[Start Input records]
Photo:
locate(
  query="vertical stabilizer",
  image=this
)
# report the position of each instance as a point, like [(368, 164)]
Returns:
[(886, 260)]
[End Input records]
[Start Input records]
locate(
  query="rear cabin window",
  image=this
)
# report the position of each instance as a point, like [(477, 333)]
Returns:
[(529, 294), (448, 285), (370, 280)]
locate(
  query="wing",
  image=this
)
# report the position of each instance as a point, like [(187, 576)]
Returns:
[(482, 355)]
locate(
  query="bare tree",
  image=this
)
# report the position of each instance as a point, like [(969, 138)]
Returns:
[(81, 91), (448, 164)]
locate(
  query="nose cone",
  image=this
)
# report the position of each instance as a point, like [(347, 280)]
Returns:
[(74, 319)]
[End Input records]
[Start Input records]
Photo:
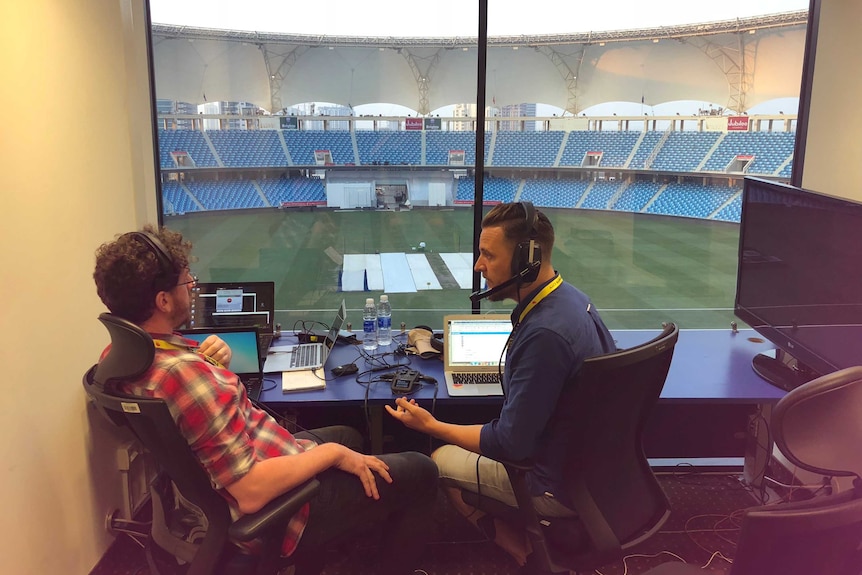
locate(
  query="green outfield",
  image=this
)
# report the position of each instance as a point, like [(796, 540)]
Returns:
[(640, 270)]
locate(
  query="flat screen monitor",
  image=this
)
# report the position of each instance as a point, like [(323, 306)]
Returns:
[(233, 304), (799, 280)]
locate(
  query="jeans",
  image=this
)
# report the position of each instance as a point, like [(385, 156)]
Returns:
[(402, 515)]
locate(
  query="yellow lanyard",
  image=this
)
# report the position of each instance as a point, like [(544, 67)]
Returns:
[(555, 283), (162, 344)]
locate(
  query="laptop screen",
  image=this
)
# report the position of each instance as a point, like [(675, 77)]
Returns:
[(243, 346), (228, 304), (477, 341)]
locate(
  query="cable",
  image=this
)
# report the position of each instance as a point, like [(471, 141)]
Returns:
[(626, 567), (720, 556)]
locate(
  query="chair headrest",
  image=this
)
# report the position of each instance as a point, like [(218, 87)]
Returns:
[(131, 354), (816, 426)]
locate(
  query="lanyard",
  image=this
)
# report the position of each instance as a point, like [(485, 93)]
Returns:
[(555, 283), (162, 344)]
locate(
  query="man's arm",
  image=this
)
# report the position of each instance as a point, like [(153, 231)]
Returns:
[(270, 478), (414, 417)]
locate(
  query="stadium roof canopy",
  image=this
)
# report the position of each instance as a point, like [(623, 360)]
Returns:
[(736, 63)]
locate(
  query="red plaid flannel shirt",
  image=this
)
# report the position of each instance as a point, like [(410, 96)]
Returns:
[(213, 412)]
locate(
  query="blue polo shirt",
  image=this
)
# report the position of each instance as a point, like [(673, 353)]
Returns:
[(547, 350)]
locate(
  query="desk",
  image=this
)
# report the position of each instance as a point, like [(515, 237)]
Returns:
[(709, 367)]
[End Input records]
__Work to do__
Tally the lines in the listing above that contain the string "screen", and reply with that number alone.

__Expected output__
2